The present invention is susceptible to various modifications and various embodiments, and specific embodiments will be described in detail in the detailed description.

However, this is not intended to limit the present invention to specific embodiments, but should be understood to include all modifications, equivalents, or substitutes included in the spirit and technical scope of the present invention.

In the present invention, it should be understood that terms such as “include” or “have” are intended to specify the presence of a feature, number, step, operation, component, part or combination thereof described in the specification, but do not exclude in advance the possibility of the presence or addition of one or more other features, numbers, steps, operations, components, parts or combinations thereof.

In addition, in the present invention, when a part such as a layer, film, region, or plate is described as being "on" another part, this includes not only the case where it is "directly above" the other part, but also the case where there is another part in between. Conversely, when a part such as a layer, film, region, or plate is described as being "under" another part, this includes not only the case where it is "directly below" the other part, but also the case where there is another part in between. Furthermore, in the present application, being disposed "on" may include the case where it is disposed below as well as above.

In the present invention, the “insulating layer” means an insulating member formed by applying and drying from at least a portion of the non-conductive portion of the electrode current collector to at least a portion of the electrode active material layer.

In the present invention, "wet adhesion" means the adhesion of an insulating layer measured while immersed in an electrolyte. More specifically, the wet adhesion can be measured by immersing a metal specimen on which an insulating layer is formed in an electrolyte, applying ultrasonic waves, and then checking whether the insulating layer swells or detaches.

In the present invention, the term "metal specimen" refers to a space where an insulating layer is formed, and may mean a metal collector used in the manufacture of an electrode, and may be a metal collector punched to have a predetermined width and a predetermined length. For example, the metal specimen may be aluminum, copper, or an aluminum alloy.

In the present invention, the term "overlay region" may mean a region in an electrode where an insulating layer is formed. More specifically, the insulating layer covers from at least a part of a non-conductive region in an electrode where an active material layer is formed to at least a part of the active material layer, and the region in which the insulating layer is formed in the active material layer may be referred to as an overlay region.

Hereinafter, the present invention will be described in more detail.

Cathode for lithium secondary battery

In one embodiment, the present invention comprises: a current collector; an active material layer formed on one or both sides of the current collector, the active material layer including a positive electrode active material, a conductive material, and a non-aqueous binder; and an insulating layer positioned on a side of the active material layer.

In addition, the insulating layer is formed with an aqueous binder substituted with a non-aqueous solvent. In the present invention, by applying an aqueous binder when forming the insulating layer, wet adhesiveness is increased, and the insulating layer can be stably applied to an anode vulnerable to moisture through substitution of a non-aqueous solvent.

▸ **Stored data**:
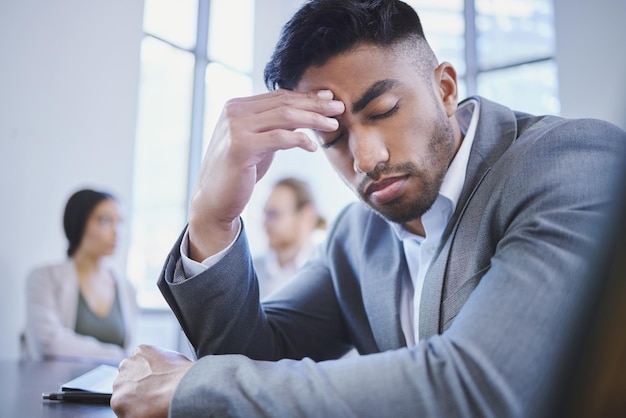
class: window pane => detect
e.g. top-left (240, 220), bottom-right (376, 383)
top-left (406, 0), bottom-right (465, 77)
top-left (208, 0), bottom-right (254, 72)
top-left (478, 61), bottom-right (560, 114)
top-left (198, 63), bottom-right (252, 153)
top-left (128, 37), bottom-right (194, 306)
top-left (476, 0), bottom-right (554, 68)
top-left (143, 0), bottom-right (198, 49)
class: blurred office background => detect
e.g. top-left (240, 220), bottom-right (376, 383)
top-left (0, 0), bottom-right (626, 359)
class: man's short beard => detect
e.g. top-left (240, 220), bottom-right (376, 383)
top-left (358, 112), bottom-right (454, 224)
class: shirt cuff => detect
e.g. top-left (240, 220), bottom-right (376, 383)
top-left (180, 219), bottom-right (243, 279)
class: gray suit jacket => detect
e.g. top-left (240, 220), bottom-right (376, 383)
top-left (159, 99), bottom-right (626, 417)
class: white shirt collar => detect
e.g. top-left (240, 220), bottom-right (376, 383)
top-left (390, 99), bottom-right (480, 240)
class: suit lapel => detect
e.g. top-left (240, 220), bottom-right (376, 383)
top-left (361, 216), bottom-right (408, 351)
top-left (419, 98), bottom-right (517, 339)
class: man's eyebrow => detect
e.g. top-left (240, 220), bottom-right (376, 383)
top-left (352, 78), bottom-right (399, 113)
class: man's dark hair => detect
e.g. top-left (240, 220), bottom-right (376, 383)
top-left (265, 0), bottom-right (425, 90)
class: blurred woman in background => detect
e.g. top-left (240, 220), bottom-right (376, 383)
top-left (25, 189), bottom-right (137, 363)
top-left (253, 177), bottom-right (326, 298)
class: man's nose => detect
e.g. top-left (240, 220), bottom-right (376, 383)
top-left (349, 130), bottom-right (389, 173)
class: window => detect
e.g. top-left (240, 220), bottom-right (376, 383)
top-left (127, 0), bottom-right (559, 307)
top-left (127, 0), bottom-right (254, 307)
top-left (407, 0), bottom-right (560, 114)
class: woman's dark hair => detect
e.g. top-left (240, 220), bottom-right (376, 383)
top-left (63, 189), bottom-right (115, 257)
top-left (265, 0), bottom-right (425, 90)
top-left (274, 177), bottom-right (326, 229)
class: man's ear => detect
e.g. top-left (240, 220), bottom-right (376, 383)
top-left (435, 61), bottom-right (459, 117)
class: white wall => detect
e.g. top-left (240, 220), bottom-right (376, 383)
top-left (554, 0), bottom-right (626, 129)
top-left (0, 0), bottom-right (143, 359)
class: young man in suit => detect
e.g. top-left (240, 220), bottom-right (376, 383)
top-left (112, 0), bottom-right (626, 417)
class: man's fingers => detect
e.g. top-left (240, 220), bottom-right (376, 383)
top-left (224, 90), bottom-right (345, 118)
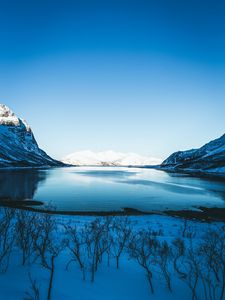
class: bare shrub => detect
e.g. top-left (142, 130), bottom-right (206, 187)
top-left (199, 228), bottom-right (225, 300)
top-left (24, 272), bottom-right (40, 300)
top-left (0, 208), bottom-right (15, 272)
top-left (110, 217), bottom-right (132, 269)
top-left (16, 210), bottom-right (39, 265)
top-left (129, 229), bottom-right (158, 294)
top-left (65, 225), bottom-right (87, 280)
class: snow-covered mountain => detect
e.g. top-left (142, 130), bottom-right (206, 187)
top-left (161, 134), bottom-right (225, 175)
top-left (0, 104), bottom-right (62, 167)
top-left (62, 150), bottom-right (161, 166)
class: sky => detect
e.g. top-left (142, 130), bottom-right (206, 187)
top-left (0, 0), bottom-right (225, 158)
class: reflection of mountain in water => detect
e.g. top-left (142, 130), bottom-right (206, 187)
top-left (0, 170), bottom-right (46, 200)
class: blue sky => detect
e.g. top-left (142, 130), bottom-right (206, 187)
top-left (0, 0), bottom-right (225, 158)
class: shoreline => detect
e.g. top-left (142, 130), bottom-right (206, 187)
top-left (0, 200), bottom-right (225, 222)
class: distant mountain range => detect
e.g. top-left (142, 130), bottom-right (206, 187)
top-left (62, 151), bottom-right (162, 166)
top-left (0, 104), bottom-right (225, 176)
top-left (160, 134), bottom-right (225, 175)
top-left (0, 104), bottom-right (63, 167)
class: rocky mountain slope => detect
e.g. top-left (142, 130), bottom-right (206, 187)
top-left (62, 151), bottom-right (161, 166)
top-left (0, 104), bottom-right (62, 167)
top-left (160, 134), bottom-right (225, 175)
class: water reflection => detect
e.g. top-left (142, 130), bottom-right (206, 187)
top-left (0, 169), bottom-right (46, 200)
top-left (0, 167), bottom-right (225, 211)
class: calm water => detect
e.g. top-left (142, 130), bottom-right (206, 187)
top-left (0, 167), bottom-right (225, 211)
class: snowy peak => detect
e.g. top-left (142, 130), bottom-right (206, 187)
top-left (0, 104), bottom-right (31, 131)
top-left (161, 134), bottom-right (225, 174)
top-left (0, 104), bottom-right (61, 167)
top-left (62, 150), bottom-right (161, 166)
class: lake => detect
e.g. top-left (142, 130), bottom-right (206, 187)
top-left (0, 167), bottom-right (225, 212)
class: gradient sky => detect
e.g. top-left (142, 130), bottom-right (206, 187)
top-left (0, 0), bottom-right (225, 158)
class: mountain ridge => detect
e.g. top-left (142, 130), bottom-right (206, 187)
top-left (0, 104), bottom-right (62, 167)
top-left (62, 150), bottom-right (161, 166)
top-left (160, 134), bottom-right (225, 175)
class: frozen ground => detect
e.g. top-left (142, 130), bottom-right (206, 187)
top-left (0, 213), bottom-right (224, 300)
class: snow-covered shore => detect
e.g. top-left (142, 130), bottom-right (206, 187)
top-left (0, 210), bottom-right (224, 300)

▸ **What this exercise asks**:
a) According to the battery patent excerpt, what metals may the metal specimen be?
b) Repeat word for word the part of the battery patent excerpt that begins at the words "The present invention is" and stops after the words "the present invention.".
The material has no connection to the battery patent excerpt.

▸ **List of solutions**:
a) Aluminum, copper, or an aluminum alloy.

b)
The present invention is susceptible to various modifications and various embodiments, and specific embodiments will be described in detail in the detailed description.

However, this is not intended to limit the present invention to specific embodiments, but should be understood to include all modifications, equivalents, or substitutes included in the spirit and technical scope of the present invention.